QUOTED PASSAGE >>
=======

Transformation Example                          |Result
----------                               |-------
`filter(lambda x: x % 2 == 0)`           |Discard non-even elements
`map(lambda x: x * 2)`                   |Multiply each RDD element by `2`
`map(lambda x: x.split())`               |Split each string into words
`flatMap(lambda x: x.split())`           |Split each string into words and flatten sequence
`sample(withReplacement=True,0.25)`      |Create sample of 25% of elements with replacement
`union(rdd)`                             |Append `rdd` to existing RDD
`distinct()`                             |Remove duplicates in RDD
`sortBy(lambda x: x, ascending=False)`   |Sort elements in descending order

In [7]:
# creates a receipe without executing it
secfind = textFile.filter(lambda line: 'second' in line)

In [8]:
# it's lazyly stored but not executed
secfind

PythonRDD[4] at RDD at PythonRDD.scala:53

### RDD Actions

Once we have our 'recipe' of transformations ready, we can execute them by calling an action. Here are some common actions:

Action                             |Result
----------                             |-------
`collect()`                            |Convert RDD to in-memory list 
`take(3)`                              |First 3 elements of RDD 
`top(3)`                               |Top 3 elements of RDD
`takeSample(withReplacement=True,3)`   |Create sample of 3 elements with replacement
`sum()`                                |Find element sum (assumes numeric elements)
`mean()`                               |Find element mean (assumes numeric elements)
`stdev()`                              |Find element deviation (assumes numeric elements)

In [9]:
secfind.collect()

['second line']

In [10]:
secfind.count()

1

=======

MATERIAL >>
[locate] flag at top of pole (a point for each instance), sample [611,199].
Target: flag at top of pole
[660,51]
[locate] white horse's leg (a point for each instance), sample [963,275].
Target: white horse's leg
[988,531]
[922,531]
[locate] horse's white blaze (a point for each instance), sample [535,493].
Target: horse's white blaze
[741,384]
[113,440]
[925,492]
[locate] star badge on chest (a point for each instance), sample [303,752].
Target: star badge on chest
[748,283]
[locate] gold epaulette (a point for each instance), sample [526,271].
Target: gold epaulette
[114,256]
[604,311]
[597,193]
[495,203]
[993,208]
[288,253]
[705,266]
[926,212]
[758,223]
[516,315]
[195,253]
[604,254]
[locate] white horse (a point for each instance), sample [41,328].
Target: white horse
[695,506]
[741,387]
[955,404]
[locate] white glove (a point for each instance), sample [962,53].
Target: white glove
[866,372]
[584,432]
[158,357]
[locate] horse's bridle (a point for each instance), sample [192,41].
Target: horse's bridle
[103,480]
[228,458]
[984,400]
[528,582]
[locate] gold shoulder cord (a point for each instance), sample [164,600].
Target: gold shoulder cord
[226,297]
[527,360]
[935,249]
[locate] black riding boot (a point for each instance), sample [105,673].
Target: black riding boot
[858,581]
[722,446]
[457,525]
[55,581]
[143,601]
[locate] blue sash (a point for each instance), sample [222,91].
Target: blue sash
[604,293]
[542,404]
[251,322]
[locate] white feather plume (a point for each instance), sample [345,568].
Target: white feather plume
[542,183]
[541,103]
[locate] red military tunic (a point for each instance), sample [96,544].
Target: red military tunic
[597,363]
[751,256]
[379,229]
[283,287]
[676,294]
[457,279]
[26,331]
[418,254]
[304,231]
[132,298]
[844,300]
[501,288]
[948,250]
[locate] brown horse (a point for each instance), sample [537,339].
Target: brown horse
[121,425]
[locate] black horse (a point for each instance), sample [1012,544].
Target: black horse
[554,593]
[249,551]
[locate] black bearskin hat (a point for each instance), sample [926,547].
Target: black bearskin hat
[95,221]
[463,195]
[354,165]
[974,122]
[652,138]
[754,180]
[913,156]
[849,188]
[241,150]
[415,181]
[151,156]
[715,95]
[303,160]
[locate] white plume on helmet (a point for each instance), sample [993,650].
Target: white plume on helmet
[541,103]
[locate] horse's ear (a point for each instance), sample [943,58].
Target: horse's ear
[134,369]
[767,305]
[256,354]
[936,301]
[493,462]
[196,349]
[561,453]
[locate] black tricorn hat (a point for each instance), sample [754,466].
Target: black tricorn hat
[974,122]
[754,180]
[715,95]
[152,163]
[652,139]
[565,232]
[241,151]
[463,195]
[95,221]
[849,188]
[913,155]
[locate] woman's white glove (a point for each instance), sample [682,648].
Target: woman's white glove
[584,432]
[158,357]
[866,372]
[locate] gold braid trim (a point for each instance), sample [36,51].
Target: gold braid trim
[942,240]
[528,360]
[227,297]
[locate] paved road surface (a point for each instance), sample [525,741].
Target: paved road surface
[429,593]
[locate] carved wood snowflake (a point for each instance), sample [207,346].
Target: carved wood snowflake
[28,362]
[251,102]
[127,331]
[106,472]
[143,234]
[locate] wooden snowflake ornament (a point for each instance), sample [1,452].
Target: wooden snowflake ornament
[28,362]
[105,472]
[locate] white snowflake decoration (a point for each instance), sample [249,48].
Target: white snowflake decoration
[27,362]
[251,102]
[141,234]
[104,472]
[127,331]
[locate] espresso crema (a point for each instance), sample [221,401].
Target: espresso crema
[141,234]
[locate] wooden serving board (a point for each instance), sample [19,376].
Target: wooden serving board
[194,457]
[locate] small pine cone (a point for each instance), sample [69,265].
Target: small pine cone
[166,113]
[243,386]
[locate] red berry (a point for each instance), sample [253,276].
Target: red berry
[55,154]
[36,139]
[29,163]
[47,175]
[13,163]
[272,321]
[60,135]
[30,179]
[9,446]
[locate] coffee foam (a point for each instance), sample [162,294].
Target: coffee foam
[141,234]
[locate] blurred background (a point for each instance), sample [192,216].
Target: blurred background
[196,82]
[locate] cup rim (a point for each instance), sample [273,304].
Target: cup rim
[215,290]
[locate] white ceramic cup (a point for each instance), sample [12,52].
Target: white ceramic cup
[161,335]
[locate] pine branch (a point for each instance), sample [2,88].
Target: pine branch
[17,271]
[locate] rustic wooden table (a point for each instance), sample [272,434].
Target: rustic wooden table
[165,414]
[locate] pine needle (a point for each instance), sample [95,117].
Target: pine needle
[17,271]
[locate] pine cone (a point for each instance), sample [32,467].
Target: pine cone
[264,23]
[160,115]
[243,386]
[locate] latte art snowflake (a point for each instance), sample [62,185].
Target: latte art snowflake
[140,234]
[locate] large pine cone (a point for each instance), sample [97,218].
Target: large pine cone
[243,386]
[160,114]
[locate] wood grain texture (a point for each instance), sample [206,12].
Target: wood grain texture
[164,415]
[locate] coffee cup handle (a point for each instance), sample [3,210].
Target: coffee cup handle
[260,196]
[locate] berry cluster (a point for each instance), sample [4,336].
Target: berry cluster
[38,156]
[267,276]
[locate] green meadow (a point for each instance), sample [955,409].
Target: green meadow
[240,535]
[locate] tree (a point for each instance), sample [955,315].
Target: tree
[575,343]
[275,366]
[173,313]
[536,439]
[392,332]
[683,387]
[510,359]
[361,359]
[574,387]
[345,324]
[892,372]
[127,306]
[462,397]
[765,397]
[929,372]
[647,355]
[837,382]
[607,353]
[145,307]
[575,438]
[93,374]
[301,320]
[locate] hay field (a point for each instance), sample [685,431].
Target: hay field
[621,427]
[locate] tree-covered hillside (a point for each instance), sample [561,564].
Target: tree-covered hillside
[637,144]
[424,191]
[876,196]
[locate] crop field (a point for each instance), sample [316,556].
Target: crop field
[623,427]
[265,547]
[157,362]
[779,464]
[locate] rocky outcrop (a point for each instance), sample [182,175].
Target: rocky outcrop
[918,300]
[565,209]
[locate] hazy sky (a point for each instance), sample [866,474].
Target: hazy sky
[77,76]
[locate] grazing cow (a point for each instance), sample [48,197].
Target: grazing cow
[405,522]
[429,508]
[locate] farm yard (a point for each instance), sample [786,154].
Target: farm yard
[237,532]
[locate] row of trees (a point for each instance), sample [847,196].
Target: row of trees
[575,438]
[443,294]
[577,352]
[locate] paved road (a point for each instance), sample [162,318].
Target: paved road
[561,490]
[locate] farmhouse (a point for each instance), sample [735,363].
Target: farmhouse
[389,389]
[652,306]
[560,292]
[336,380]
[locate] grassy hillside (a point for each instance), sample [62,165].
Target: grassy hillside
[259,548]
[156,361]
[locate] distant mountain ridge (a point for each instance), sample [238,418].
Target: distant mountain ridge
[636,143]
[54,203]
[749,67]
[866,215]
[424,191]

=======

WORK REQUIRED >>
In the Spark RDD tutorial excerpt:
(a) What result does the transformation table give for `flatMap(lambda x: x.split())`?
(b) Which action converts an RDD to an in-memory list?
(c) What value does `secfind.count()` return?

EXERCISE RESPONSE >>
(a) It splits each string into words and flattens the sequence.
(b) `collect()`
(c) 1